Goal a:
Select every line in the listing that contains the word "flower". Case counts.

start Text excerpt

Kalona contends the FCC order applies only to terminating switched access rates, and not originating access rates. It argues because the intrastate rates in dispute on appeal will be used to calculate Kalona's access charges through July 1, 2013, all issues are still alive on appeal. Kalona contends because its proposed conditional rates remain in place, overturning the agency's decision would not result in retroactive rate-making.

While AT & T correctly asserts utility regulators may not retroactively set a rate, Archer Daniels Midland Co. v. State, Dep't of Commerce Utils. Div., 485 N.W.2d 465, 467 (Iowa 1992), this axiom does not contemplate affirming or denying a conditional rate charged, which is the situation here. At oral argument, the board asserted though the FCC order would override future intrastate rates, the question regarding the rates imposed before the FCC order's effective date still must be resolved. We agree with the board and therefore address the merits of the appeal.

Iowa Code sections 476.3 and 476.11 govern LEC intrastate access rates. Section 476.3 directs public utilities to furnish “reasonably adequate service at rates and charges in accordance with tariffs filed with the board.” Section 476.11 grants the board authority to determine whether connection rates are reasonable between two or more telephone companies. AT & T Commc'ns of the Midwest, Inc. v. Iowa Utils. Bd., 687 N.W.2d 554, 559 (Iowa 2004) (referring to authority as “broad, general and comprehensive for telephone companies in Iowa”). Because AT & T and Verizon objected to Kalona's access rates, the board acquired jurisdiction to consider whether the access rates were “just, reasonable, and nondiscriminatory.” Iowa Code § 476.11.

Kalona's main appellate arguments can be distilled into whether the board acted arbitrarily and capriciously in rejecting Kalona's proposal, and whether substantial evidence supports the board's decision. We address each challenge.

A. Did the Board Act Arbitrarily and Capriciously?

1. Did the Board Generally Reject Embedded Cost Studies?

end Text excerpt

Goal b:
List every year that appears in the excerpt on Kalona's access rates, in order of appearance.

start Input data

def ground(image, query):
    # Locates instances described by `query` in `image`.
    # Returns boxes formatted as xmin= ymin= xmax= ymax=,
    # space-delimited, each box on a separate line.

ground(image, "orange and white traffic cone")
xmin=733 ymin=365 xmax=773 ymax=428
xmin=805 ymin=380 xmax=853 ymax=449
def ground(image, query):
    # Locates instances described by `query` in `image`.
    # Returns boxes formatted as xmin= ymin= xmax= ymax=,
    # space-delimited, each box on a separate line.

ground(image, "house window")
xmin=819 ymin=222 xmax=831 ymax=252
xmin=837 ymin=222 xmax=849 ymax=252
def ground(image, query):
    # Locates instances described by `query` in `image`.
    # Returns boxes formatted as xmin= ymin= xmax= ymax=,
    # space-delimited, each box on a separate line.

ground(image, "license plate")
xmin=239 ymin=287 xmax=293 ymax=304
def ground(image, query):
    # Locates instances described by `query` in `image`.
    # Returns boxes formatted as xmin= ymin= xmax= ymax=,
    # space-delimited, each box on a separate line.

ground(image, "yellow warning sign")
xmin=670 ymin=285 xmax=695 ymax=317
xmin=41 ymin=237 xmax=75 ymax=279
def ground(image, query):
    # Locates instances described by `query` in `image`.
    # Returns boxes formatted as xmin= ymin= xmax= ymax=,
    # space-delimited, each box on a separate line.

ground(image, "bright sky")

end Input data
start Input data

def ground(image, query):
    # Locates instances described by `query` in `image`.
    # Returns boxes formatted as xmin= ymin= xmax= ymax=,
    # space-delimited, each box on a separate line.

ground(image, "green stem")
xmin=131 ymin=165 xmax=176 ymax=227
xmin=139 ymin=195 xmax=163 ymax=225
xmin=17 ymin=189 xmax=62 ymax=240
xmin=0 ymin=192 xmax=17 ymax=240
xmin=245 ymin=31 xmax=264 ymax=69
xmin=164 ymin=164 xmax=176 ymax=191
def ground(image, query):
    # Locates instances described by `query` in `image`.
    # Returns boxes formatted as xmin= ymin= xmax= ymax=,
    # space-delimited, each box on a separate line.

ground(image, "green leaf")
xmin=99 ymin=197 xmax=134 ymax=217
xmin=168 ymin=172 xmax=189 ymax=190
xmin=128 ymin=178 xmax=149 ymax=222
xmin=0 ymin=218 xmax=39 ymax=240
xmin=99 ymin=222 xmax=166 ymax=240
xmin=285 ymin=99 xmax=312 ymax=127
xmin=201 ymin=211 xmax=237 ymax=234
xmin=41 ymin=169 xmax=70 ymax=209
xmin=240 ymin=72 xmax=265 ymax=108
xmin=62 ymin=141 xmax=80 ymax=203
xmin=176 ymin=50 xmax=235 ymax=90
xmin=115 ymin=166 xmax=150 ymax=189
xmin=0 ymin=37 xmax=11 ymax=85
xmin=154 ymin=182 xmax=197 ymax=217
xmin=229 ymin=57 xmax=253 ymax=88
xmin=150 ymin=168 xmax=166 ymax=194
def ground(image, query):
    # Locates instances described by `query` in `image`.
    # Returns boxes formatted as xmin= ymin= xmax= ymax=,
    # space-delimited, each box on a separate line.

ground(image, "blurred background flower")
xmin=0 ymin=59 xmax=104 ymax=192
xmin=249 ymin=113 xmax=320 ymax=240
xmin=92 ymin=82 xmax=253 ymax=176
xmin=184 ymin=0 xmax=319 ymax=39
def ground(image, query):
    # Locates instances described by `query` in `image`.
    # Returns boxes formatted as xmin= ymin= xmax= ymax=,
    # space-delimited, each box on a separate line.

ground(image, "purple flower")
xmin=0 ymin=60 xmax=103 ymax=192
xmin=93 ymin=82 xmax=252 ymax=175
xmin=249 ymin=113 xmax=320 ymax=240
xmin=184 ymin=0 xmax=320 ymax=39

end Input data

Task output a:
ground(image, "blurred background flower")
ground(image, "purple flower")

Task output b:
2013, 1992, 2004